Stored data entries

== Segment start ==

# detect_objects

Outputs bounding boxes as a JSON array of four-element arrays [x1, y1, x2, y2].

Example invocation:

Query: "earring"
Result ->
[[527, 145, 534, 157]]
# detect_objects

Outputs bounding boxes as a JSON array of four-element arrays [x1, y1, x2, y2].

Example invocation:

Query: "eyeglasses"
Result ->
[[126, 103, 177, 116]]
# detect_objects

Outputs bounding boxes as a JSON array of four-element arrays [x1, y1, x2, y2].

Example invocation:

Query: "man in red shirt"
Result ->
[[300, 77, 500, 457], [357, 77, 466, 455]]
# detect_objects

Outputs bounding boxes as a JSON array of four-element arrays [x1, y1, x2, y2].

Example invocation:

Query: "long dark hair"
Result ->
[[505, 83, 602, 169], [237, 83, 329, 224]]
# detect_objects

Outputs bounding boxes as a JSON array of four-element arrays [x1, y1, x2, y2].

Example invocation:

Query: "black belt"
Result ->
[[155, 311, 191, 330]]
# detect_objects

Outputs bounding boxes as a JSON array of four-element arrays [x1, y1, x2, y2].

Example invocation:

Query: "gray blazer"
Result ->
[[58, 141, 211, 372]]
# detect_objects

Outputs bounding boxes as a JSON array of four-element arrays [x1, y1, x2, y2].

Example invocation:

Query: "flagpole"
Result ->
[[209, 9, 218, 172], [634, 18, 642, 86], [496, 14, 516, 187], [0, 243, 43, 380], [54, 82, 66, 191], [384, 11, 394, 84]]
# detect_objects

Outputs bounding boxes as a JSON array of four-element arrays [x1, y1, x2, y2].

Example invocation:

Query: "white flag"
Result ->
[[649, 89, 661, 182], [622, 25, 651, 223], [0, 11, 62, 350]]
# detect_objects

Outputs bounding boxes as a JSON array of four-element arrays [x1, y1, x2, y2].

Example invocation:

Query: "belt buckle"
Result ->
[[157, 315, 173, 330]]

== Segment end ==

▸ INSTRUCTIONS FOR THE TASK:
Using the data above, reproduce every line exactly.

▸ TASK RESULT:
# detect_objects

Outputs bounding boxes as a JSON array of four-element arrays [x1, y1, x2, y2].

Example invocation:

Query: "earring"
Result ->
[[527, 145, 534, 157]]
# detect_objects

Outputs bounding boxes as a JSON array of four-element arrays [x1, y1, x2, y2].

Example invocation:

Query: "eyeglasses"
Result ->
[[126, 103, 177, 116]]
# detect_objects

Outputs bounding boxes as a JSON array of four-element arrays [x1, y1, x2, y2].

Example invocation:

Query: "man in red shirt"
Result ->
[[300, 77, 500, 457], [357, 77, 466, 455]]
# detect_objects

Outputs bounding boxes as a JSON array of four-element arrays [x1, y1, x2, y2].

Example invocation:

Query: "long dark hair"
Result ->
[[505, 83, 602, 169], [237, 83, 329, 224]]
# detect_objects

Outputs bounding boxes as a JSON array of four-element arrays [x1, y1, x2, y2].

Example invocation:

Query: "black belt"
Result ->
[[155, 311, 191, 330]]
# detect_objects

Outputs bounding boxes as a JSON array of four-element arrays [x1, y1, x2, y2].

Example invocation:

Query: "gray blazer"
Result ->
[[58, 141, 211, 372]]
# detect_objects

Outputs bounding boxes as a JSON array of four-element arrays [x1, y1, x2, y2].

Example invocation:

Query: "flagpole"
Result ->
[[209, 9, 218, 172], [634, 18, 642, 86], [496, 14, 516, 187], [0, 243, 43, 380], [54, 82, 66, 191], [384, 11, 394, 84]]
# detect_objects

Outputs bounding boxes as a JSON array of four-element arrays [x1, y1, x2, y2].

Example invocation:

Query: "white flag"
Result ->
[[649, 89, 661, 182], [622, 25, 651, 223], [0, 11, 62, 350]]
# detect_objects

Outputs bounding boxes as a JSON array of four-element arrays [x1, y1, x2, y2].

Example invocation:

Query: "belt buckle"
Result ->
[[157, 315, 173, 330]]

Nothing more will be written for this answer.